# [Exercise goal]
Would you copy out, exactly as written, each line from the one containing "of the pool" to the end of the records below?

─── Materials provided

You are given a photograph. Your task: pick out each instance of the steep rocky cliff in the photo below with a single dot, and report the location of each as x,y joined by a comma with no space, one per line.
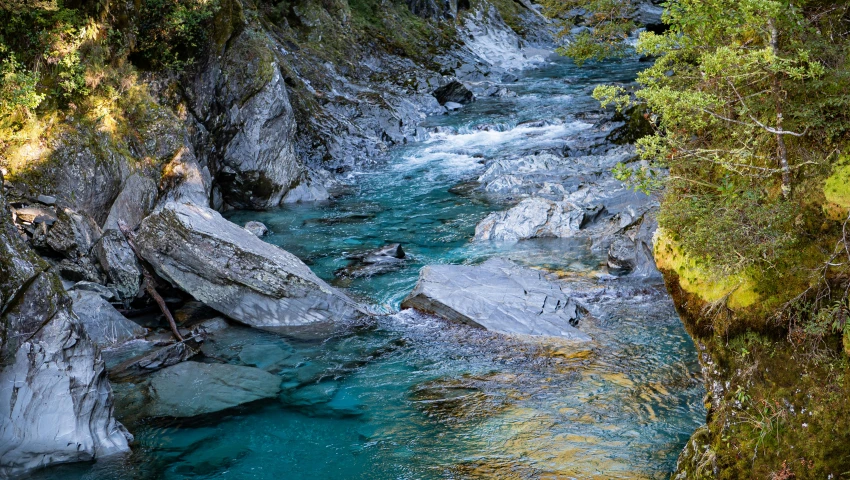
56,402
266,102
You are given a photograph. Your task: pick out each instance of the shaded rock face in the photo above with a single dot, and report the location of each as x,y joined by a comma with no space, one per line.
257,228
534,217
229,269
135,201
454,92
103,324
245,122
190,389
497,295
119,262
437,9
55,403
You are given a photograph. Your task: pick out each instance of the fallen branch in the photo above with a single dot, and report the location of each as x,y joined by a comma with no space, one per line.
150,283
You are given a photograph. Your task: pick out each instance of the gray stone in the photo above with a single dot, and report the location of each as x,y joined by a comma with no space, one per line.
497,295
105,292
532,218
452,106
266,357
135,368
80,269
46,199
190,389
120,264
36,214
376,262
103,324
241,99
622,255
56,403
233,271
137,198
74,234
257,228
454,92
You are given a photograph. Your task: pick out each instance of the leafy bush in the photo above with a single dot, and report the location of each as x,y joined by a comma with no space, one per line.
172,32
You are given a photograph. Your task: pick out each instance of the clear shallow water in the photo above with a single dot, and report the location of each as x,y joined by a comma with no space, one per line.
415,398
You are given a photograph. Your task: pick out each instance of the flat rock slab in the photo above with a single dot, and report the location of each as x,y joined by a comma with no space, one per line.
189,389
497,295
231,270
104,325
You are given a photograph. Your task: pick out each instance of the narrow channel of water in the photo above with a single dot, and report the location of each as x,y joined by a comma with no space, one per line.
415,398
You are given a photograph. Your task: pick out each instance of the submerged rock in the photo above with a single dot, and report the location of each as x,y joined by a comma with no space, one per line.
55,401
134,368
233,271
189,389
103,324
497,295
376,262
257,228
532,218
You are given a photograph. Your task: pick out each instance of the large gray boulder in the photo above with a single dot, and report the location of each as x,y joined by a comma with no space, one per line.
231,270
497,295
55,400
136,200
103,324
190,389
241,101
119,262
532,218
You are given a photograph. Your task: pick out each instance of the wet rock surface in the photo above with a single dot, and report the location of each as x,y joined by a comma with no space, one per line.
532,218
56,403
190,389
497,295
101,321
229,269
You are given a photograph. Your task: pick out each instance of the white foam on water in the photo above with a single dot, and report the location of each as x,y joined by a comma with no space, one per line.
460,153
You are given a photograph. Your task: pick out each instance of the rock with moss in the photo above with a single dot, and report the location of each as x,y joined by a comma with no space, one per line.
497,295
231,270
56,404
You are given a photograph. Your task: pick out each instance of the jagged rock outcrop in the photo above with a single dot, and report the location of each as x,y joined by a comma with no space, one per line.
230,269
101,321
55,401
245,123
534,217
497,295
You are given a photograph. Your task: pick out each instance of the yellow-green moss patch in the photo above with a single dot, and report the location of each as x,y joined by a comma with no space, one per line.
694,278
837,191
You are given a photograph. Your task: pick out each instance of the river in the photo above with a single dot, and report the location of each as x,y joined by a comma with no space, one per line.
415,398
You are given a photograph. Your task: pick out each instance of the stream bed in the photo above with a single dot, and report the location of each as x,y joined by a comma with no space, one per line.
416,398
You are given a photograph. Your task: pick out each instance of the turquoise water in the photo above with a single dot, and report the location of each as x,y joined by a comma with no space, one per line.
415,398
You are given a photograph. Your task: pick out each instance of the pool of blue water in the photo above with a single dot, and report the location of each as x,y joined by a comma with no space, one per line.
415,398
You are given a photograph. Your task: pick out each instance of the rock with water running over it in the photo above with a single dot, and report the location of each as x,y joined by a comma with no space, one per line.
55,401
231,270
454,92
104,325
257,228
376,262
532,218
190,389
497,295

──────

# [Task answer]
You are given a photograph. Your task: pick out each instance of the pool of blue water in the photo above with a single dot, and report the location of each as x,y joined by a comma with no space, one per line.
415,398
You are given a photograph. Your task: pick out each instance of the rock with water running over it in the photo above with a single dot, and report the location of each as x,y joined by a comma with no space, one per line.
55,401
231,270
454,92
104,325
257,228
376,262
532,218
190,389
497,295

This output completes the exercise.